WHAT IS EXPECTED:
Swap "treatment" for "study" in the passage on memory and artificial intelligence, and give the part that opens with the words containing "My long-term goal" and closes with "philosophy of mind.".

Mnemonic Effort and Mnemonic Habit - argues that semantic memory operates through the interaction of deliberate mnemonic effort and embodied mnemonic habit. Efforts involve the active reconstruction of knowledge from prior experience, while habits provide a stable, non-propositional background akin to Wittgenstein’s hinges or Rilkean memory.
The Phenomenology of Semantic Recall - examines the phenomenological structure of semantic remembering, focusing on the interplay between noetic consciousness (the felt sense of knowing) and anoetic consciousness (the embodied, habitual dimension). It argues that semantic recall is structured by the mutual reinforcement of these two modes, much of which is experientially liminal—present in experience without being directly accessible to reflective attention.
Memory and the Metaphor of Origami - proposes a shift away from the “storage and search” metaphor toward an origami metaphor for memory. Memory traces are reconceived not as stored representations but as procedural folding instructions, emphasizing memory’s constructive and reconstructive nature. This reframing clarifies what is preserved in memory and how it is reactivated.
My long-term goal is to develop these ideas into a book-length treatment of semantic memory, offering both a critical examination of the dominant view and a positive account of memory as a dynamic, constructive capacity. This work advances philosophical debates in memory theory while bridging them with cognitive science and philosophy of mind.
Artificial Intelligence and Procedural Knowledge
The second trajectory of my research grows organically out of the first. If semantic memory is not a storehouse of facts but a constructive, procedural capacity, then this has direct implications for how we design and understand intelligent systems. This trajectory unfolds along three interrelated lines of inquiry:
AI and the Orthodox View of Memory - Large language models (LLMs) generate complex outputs without explicitly storing facts. Their performance reveals the limitations of the storage metaphor: generative capacity can emerge from procedural prediction and reconstruction rather than explicit content retrieval. This parallel challenges classical assumptions in both cognitive science and AI, and positions proceduralist accounts of memory as a conceptual bridge between the two domains. I use LLMs as a philosophical lens for rethinking the cognitive underpinnings of semantic memory itself.
Procedural Memory Architectures for AI - Building on this insight, I explore how proceduralist memory might inform the architecture of artificial intelligence systems. Current AI designs often mirror the orthodox model of semantic memory: they treat knowledge as a static representational database. I argue that human-like intelligence may require systems that can forget, transform, and reconstruct representations flexibly, much like human mnemonic processes. This project forms the basis of a paper on procedural knowledge representation, contrasting symbolic and connectionist models with dynamic, enactive architectures.
Virtue Cultivation and AI Alignment - The third branch extends these ideas to the alignment problem in AI. Drawing on virtue ethics and enactivism, I argue that role-playing games and immersive virtual environments can function as virtue cultivation mechanisms, scaffolding moral dispositions in AI systems in ways analogous to human enculturation. Rather than encoding narrow rule sets, this approach emphasizes procedural virtue alignment—the development of flexible, context-sensitive ethical capacities through interaction.

RECORDED INFORMATION:
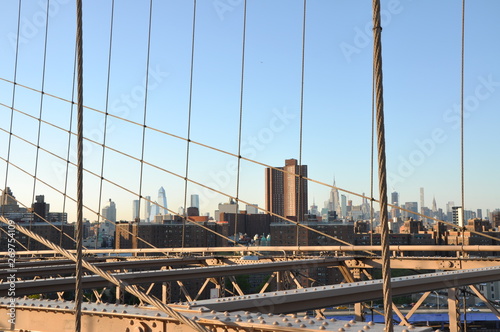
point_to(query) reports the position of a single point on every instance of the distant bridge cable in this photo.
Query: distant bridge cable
(40, 112)
(190, 108)
(242, 85)
(13, 100)
(302, 71)
(132, 289)
(106, 115)
(382, 172)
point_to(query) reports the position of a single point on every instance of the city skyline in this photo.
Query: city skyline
(421, 85)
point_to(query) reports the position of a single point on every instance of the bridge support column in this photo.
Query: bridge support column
(453, 310)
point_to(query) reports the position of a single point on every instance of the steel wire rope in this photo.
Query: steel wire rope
(79, 189)
(141, 172)
(240, 126)
(190, 107)
(301, 186)
(105, 121)
(386, 263)
(9, 145)
(262, 164)
(44, 67)
(132, 289)
(462, 151)
(372, 156)
(66, 174)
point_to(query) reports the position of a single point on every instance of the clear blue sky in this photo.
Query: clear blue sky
(421, 59)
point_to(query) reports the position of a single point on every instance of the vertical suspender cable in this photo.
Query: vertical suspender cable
(44, 66)
(372, 158)
(462, 176)
(144, 117)
(242, 81)
(189, 124)
(105, 125)
(79, 222)
(4, 192)
(300, 180)
(462, 115)
(65, 192)
(386, 264)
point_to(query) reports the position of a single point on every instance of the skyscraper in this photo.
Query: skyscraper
(334, 201)
(395, 213)
(162, 200)
(286, 193)
(422, 205)
(195, 201)
(109, 211)
(146, 209)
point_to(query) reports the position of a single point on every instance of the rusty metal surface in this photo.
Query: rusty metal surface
(27, 287)
(326, 296)
(50, 316)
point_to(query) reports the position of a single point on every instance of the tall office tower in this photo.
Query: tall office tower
(286, 194)
(422, 205)
(135, 210)
(412, 206)
(395, 201)
(343, 206)
(434, 205)
(162, 200)
(449, 210)
(334, 201)
(457, 216)
(146, 209)
(195, 201)
(40, 209)
(109, 211)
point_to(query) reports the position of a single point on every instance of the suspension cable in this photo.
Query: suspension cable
(13, 100)
(386, 263)
(105, 130)
(141, 175)
(190, 108)
(132, 289)
(230, 196)
(462, 152)
(44, 67)
(242, 82)
(300, 180)
(79, 221)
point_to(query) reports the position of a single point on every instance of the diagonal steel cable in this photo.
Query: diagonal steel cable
(132, 289)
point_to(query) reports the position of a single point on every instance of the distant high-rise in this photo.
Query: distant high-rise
(395, 201)
(334, 201)
(195, 201)
(457, 216)
(434, 205)
(162, 200)
(40, 209)
(412, 206)
(109, 211)
(343, 206)
(135, 209)
(146, 209)
(286, 193)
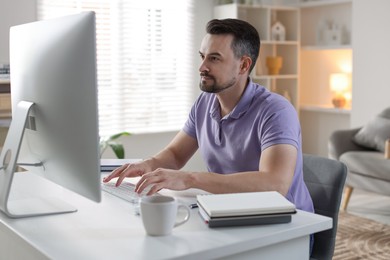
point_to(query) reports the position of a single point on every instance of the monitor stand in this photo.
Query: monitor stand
(19, 208)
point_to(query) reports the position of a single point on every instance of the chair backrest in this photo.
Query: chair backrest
(325, 180)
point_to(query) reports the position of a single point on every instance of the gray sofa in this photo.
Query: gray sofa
(362, 151)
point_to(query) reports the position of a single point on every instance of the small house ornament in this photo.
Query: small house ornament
(278, 32)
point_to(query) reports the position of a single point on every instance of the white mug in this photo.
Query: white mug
(159, 214)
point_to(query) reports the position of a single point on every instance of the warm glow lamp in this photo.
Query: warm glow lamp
(339, 83)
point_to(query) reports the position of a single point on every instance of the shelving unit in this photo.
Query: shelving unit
(318, 59)
(319, 119)
(262, 17)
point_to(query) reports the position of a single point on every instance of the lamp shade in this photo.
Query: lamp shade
(339, 82)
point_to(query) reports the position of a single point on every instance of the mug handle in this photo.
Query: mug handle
(186, 218)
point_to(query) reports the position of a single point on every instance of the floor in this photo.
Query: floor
(370, 205)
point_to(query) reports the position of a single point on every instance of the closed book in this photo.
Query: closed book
(264, 219)
(244, 204)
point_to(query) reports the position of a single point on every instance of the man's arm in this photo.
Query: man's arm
(276, 171)
(174, 156)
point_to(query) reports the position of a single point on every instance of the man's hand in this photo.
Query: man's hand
(128, 170)
(164, 178)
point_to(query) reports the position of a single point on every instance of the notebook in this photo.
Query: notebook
(244, 204)
(263, 219)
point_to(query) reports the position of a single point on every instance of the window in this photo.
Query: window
(144, 52)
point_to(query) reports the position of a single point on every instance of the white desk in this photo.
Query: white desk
(110, 230)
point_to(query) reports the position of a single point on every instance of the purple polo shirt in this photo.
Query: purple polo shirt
(234, 143)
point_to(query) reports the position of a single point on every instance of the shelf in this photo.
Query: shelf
(326, 47)
(322, 3)
(280, 42)
(5, 81)
(292, 76)
(325, 109)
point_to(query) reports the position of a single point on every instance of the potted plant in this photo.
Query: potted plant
(110, 141)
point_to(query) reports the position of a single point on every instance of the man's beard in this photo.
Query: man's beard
(214, 88)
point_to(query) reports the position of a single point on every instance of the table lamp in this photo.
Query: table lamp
(339, 83)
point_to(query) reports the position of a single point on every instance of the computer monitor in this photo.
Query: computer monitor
(54, 128)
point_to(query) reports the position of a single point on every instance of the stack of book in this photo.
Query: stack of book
(239, 209)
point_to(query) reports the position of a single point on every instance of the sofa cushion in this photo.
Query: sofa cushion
(374, 134)
(369, 164)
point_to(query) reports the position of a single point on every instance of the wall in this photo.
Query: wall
(13, 12)
(371, 56)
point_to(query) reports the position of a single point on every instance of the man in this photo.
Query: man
(249, 137)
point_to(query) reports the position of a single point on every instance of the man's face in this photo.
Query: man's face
(219, 68)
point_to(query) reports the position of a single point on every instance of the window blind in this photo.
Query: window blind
(144, 52)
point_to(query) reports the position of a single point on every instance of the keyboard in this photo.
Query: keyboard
(125, 191)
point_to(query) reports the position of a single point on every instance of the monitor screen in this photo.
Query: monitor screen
(54, 105)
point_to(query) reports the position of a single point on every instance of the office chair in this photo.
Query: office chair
(325, 180)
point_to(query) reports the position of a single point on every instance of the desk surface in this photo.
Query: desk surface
(111, 230)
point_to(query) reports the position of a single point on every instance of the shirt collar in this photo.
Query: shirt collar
(241, 107)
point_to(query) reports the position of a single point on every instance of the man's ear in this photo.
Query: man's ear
(246, 63)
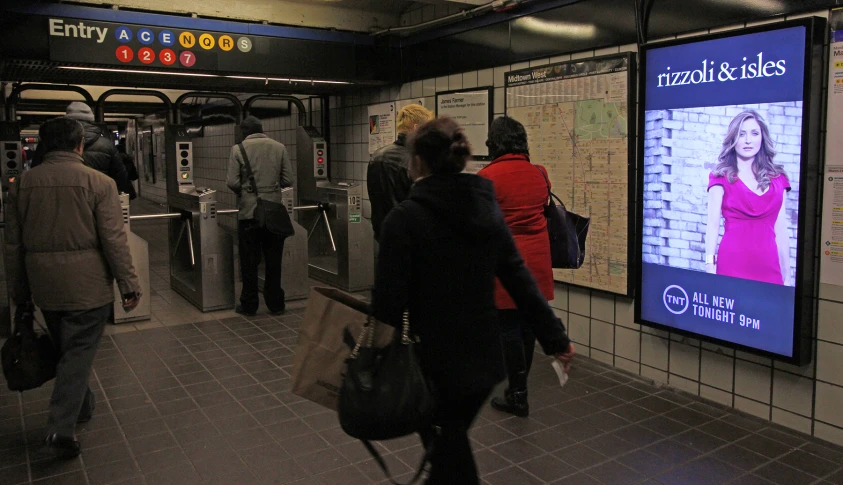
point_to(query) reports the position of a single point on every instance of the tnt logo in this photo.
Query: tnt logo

TASK SOLUTION:
My long-term goal is to develop these ideas into a book-length study of semantic memory, offering both a critical examination of the dominant view and a positive account of memory as a dynamic, constructive capacity. This work advances philosophical debates in memory theory while bridging them with cognitive science and philosophy of mind.